1. Fabian Was Arguing a Case Regarding the Flores Settlement Agreement, Which the Trump Administration Is Trying to End

Fabian appeared in the courtroom to argue a case that stemmed from the Flores Settlement Agreement. You can watch the entire exchange in the clip above. The video, posted by the United States Court of Appeals for the Ninth Circuit, has been viewed over 40,000 times on YouTube.

According to the Center for Immigration Studies, the Flores settlement is an agreement that was signed by the government in 1997 which set immigration detention standards for unaccompanied alien children (UACs), particularly regarding facility conditions and the timing and terms of the UACs’ release.

On Tuesday, Fabian was arguing for the Government, which appealed a 2017 district court ruling that found the feds were in violation of the agreement by failing to provide detained children access to basic toiletries and adequate sleeping conditions.

According to Human Rights First, the Flores Settlement agreement, is “a court settlement, in place for over two decades, that set limits on the length of time and conditions under which children can be incarcerated in immigration detention.” The case began in 1985.

CNN reports, “The agreement was named for Jenny Lisette Flores, a 15-year-old girl from El Salvador. She fled her country in 1985 and tried to enter the United States to be with her aunt. The INS arrested her at the border, and she was placed in a juvenile detention center, where she was handcuffed and strip-searched, according to the Marquette Law Review. The INS refused to grant her aunt custody of Jenny because it wouldn’t release minors to ‘third-party adults,’ the law review article said. The Flores Class Action was filed by the Center for Human Rights and Constitutional Law (lead counsel, then known as the National Center for Immigrant Rights), the National Center for Youth Law and the ACLU Legal Foundation of Southern California, eventually leading to the Flores agreement during the Clinton administration.”

----------

== Your goal ==
Carry on the article about the Flores Settlement Agreement above, beginning right after its final sentence.

----------

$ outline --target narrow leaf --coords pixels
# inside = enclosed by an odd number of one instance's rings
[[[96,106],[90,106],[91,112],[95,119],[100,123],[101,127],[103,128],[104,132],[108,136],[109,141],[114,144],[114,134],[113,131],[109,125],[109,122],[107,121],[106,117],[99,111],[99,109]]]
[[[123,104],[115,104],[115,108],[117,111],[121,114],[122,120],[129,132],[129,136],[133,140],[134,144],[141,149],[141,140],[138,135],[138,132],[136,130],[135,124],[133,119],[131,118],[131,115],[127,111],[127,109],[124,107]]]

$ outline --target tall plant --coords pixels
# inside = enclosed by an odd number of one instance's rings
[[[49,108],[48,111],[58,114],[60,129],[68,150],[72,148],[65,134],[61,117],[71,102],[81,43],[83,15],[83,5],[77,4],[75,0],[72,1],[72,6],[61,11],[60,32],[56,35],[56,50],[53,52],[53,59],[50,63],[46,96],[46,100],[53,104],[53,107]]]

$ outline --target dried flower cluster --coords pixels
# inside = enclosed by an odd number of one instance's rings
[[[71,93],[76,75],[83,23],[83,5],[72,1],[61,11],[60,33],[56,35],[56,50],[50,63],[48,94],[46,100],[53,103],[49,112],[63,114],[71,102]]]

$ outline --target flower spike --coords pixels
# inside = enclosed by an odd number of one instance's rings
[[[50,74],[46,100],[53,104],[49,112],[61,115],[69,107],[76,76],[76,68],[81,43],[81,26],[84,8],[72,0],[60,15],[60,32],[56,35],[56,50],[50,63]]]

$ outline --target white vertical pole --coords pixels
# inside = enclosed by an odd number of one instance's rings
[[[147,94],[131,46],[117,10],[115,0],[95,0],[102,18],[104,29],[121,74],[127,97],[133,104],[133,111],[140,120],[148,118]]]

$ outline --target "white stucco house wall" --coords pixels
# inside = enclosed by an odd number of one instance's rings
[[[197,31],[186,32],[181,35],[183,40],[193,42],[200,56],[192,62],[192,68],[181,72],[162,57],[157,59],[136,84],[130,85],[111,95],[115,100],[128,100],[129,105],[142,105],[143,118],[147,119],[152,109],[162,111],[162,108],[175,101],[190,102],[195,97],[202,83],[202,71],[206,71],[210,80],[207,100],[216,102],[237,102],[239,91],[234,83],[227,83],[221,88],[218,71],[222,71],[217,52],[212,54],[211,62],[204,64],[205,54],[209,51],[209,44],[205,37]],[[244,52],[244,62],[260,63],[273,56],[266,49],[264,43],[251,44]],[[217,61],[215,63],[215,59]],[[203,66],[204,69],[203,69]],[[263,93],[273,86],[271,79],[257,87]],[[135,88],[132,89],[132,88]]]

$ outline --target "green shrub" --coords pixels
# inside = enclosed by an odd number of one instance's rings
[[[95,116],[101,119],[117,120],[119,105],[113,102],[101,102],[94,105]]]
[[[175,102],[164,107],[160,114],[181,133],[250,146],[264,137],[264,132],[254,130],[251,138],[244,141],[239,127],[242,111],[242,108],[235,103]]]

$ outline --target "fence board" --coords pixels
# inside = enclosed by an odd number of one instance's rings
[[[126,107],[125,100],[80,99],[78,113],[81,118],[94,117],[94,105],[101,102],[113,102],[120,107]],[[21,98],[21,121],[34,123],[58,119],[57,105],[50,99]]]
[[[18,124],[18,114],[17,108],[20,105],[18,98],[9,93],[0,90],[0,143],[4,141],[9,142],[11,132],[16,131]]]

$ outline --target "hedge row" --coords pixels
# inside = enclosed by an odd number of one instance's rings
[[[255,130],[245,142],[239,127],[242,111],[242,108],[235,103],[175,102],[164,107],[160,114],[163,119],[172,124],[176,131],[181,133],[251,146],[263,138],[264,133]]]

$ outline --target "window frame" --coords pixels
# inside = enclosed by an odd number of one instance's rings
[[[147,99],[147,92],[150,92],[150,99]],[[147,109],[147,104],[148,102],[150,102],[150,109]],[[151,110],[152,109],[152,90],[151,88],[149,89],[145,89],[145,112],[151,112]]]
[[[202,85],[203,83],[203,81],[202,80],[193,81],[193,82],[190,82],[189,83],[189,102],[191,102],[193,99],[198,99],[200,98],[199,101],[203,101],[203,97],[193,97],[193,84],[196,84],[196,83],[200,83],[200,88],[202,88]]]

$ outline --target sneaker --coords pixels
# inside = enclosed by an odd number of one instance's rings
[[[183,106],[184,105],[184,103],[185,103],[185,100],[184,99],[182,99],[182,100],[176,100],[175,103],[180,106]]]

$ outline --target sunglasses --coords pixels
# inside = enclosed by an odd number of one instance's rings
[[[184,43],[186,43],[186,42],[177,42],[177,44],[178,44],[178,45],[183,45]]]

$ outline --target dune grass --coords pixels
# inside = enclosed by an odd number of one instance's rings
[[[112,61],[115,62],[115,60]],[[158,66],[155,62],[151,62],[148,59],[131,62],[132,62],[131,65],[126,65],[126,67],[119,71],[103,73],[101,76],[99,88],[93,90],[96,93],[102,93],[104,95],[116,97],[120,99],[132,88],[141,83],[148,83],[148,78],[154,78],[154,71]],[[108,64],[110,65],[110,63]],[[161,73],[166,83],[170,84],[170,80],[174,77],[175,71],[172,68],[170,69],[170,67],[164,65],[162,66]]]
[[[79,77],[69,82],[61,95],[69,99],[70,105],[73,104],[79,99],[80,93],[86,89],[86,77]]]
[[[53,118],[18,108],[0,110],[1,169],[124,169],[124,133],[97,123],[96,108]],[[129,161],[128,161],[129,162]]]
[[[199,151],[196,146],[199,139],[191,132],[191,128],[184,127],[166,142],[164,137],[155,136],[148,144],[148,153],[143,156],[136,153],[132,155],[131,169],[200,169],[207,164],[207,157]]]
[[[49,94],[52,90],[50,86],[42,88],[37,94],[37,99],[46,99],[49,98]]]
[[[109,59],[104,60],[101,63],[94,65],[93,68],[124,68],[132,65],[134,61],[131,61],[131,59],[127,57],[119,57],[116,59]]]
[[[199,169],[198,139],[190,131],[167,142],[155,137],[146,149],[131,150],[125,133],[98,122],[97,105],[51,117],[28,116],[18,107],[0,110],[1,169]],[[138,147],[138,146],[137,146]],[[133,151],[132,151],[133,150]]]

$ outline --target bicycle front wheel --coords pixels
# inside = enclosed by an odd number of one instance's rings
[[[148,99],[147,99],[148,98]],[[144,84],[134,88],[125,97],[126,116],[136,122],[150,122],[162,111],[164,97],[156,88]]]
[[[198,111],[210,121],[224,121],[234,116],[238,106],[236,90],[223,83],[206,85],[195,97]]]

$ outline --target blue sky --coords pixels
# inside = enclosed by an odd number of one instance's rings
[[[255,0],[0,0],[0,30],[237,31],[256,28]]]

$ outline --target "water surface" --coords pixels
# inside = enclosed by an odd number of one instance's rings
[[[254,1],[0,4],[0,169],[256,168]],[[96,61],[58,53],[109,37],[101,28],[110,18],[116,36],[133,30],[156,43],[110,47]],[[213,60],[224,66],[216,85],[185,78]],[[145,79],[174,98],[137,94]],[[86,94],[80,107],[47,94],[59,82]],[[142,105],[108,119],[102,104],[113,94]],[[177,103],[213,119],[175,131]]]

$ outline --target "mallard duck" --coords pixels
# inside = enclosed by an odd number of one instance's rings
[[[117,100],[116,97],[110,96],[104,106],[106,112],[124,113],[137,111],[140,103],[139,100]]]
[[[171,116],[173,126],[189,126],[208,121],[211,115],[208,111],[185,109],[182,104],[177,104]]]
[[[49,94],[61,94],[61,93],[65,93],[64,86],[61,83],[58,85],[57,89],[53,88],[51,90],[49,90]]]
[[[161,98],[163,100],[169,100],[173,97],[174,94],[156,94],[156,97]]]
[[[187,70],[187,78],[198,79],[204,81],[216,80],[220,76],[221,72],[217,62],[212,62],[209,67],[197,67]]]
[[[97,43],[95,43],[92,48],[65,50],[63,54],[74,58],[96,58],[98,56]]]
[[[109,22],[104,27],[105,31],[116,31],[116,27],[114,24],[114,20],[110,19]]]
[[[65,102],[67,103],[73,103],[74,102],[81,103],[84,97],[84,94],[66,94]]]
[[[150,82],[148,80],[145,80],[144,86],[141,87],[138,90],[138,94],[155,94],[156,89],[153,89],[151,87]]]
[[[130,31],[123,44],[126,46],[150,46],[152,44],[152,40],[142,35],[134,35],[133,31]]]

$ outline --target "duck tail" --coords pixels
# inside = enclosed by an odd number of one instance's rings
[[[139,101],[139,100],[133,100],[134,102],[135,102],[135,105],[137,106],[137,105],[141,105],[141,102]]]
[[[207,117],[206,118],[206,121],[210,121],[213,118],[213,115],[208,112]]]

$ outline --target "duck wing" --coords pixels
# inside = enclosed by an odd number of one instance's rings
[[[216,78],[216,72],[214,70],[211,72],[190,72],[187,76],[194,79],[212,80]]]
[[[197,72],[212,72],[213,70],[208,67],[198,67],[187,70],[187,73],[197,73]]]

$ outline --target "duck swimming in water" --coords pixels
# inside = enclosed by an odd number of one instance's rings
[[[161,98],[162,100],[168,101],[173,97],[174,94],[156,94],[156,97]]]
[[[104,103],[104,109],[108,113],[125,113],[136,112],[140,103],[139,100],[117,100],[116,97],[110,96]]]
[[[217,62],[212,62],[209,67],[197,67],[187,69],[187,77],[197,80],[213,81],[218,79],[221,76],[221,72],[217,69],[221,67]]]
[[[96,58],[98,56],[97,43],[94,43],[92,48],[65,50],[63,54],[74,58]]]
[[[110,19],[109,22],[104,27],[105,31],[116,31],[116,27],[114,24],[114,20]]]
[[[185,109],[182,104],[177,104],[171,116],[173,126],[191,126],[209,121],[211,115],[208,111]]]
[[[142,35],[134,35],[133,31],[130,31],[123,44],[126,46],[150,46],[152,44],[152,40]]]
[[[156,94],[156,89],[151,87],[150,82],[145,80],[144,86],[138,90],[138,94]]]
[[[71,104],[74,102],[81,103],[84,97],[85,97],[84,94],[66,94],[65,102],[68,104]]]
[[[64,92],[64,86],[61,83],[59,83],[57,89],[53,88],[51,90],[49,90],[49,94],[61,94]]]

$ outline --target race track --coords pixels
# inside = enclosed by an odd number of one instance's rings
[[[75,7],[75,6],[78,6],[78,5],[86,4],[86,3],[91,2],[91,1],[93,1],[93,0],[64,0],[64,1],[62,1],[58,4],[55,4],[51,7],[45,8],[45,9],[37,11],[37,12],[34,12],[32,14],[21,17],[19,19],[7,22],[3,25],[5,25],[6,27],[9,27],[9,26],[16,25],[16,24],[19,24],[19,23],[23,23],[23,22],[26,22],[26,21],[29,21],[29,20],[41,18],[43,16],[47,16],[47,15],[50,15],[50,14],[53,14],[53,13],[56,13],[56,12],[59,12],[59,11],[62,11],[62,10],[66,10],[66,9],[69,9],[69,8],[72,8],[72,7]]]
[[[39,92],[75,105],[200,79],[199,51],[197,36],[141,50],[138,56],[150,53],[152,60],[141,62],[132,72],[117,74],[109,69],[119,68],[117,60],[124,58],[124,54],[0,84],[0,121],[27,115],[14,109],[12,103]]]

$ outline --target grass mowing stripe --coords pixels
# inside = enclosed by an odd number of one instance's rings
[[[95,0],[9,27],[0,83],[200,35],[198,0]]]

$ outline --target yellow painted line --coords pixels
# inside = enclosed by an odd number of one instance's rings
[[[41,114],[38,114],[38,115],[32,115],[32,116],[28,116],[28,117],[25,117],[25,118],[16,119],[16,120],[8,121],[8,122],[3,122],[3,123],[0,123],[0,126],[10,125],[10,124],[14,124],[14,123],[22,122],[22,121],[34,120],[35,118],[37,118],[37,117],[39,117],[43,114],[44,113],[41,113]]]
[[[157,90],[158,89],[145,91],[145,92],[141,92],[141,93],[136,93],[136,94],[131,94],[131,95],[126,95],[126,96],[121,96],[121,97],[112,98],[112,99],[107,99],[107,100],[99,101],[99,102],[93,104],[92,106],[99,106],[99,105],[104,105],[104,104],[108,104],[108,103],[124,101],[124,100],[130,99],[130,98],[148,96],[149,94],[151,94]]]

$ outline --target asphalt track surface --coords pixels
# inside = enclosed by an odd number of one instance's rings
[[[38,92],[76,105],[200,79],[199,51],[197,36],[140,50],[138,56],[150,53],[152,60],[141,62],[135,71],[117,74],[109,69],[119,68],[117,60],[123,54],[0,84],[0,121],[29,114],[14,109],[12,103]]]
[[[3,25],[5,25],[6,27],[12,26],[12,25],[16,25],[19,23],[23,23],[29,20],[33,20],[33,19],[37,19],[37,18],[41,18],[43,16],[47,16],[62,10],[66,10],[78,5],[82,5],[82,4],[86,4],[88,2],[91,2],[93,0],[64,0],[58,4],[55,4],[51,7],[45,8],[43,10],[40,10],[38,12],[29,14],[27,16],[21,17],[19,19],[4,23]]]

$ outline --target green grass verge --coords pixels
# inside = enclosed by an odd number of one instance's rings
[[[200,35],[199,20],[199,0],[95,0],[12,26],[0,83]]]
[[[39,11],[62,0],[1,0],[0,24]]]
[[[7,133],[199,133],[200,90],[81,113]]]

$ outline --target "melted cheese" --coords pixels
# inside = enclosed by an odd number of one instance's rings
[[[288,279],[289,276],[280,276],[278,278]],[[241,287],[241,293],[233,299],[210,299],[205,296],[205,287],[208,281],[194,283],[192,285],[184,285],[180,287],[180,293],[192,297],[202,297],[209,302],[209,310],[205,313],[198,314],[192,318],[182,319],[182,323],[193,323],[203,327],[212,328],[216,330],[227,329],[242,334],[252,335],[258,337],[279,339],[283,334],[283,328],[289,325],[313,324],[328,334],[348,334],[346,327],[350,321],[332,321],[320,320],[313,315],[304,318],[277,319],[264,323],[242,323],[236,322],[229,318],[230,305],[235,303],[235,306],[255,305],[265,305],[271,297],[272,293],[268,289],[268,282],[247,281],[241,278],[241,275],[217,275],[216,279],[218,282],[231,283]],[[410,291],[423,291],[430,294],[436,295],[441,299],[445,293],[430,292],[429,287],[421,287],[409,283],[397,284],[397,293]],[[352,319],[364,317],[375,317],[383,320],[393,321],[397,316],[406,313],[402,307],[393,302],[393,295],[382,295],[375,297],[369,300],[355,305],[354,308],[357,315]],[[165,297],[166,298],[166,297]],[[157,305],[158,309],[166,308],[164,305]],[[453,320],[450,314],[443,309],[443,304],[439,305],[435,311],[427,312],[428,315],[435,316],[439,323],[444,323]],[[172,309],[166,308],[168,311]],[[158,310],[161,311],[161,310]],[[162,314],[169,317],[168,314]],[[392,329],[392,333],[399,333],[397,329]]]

----------

== Task response ==
The case was settled in 1997, according to Human Rights First, which says, “After many years of litigation, including an appeal to the United States Supreme Court, the parties reached a settlement in 1997.” According to Human Rights First:

The Flores Settlement Agreement imposed several obligations on the immigration authorities, which fall into three broad categories:

– The government is required to release children from immigration detention without unnecessary delay in order of preference beginning with parents and including other adult relatives as well as licensed programs willing to accept custody.

– With respect to children for whom a suitable placement is not immediately available, the government is obligated to place children in the “least restrictive” setting appropriate to their age and any special needs.

– The government is required to implement standards relating to the care and treatment of children in immigration detention.

The Trump administration has sought to end the Flores Agreement. “In September 2018, the Trump Administration proposed regulations that seek to terminate the Flores Settlement Agreement’s legal safeguards for children, including the provision that children must be transferred to a non-secure, licensed facility within three to five days of apprehension, which has been interpreted to allow for an extension of up to 20 days in times of ’emergency’ or ‘influx.’ The proposed regulations include a number of policies which, if implemented, would allow the government to incarcerate more families for even longer periods of time,” Human Rights First says.


2. The Court Intensely Debated Sleeping Conditions

One topic which was heavily debated in the clip was sleep and sleeping conditions. Fabian seemingly had a hard time defending herself from a barrage of intense questions from the judges.

“You can’t be safe and sanitary as a human being if you can’t sleep,” said Judge Berzon.

Fabian says that she believes sleep is important, but it is on the “more difficult end” of what she was arguing.

“Are you arguing seriously that you do not read the agreement as requiring you to do something other than what I’ve just described?” Judge Fletcher asked. “Cold all night long, lights on all night long, sleep on the concrete, and you got an aluminum foil blanket,” Are you saying that that’s okay under the agreement? I find it inconceivable that the government would say that that is safe and sanitary.”

Attorney Ken White, who is well known on Twitter as @Popehat, wrote a piece for The Atlantic about the backstory that led to Fabian’s arguments during the June 2019 hearing.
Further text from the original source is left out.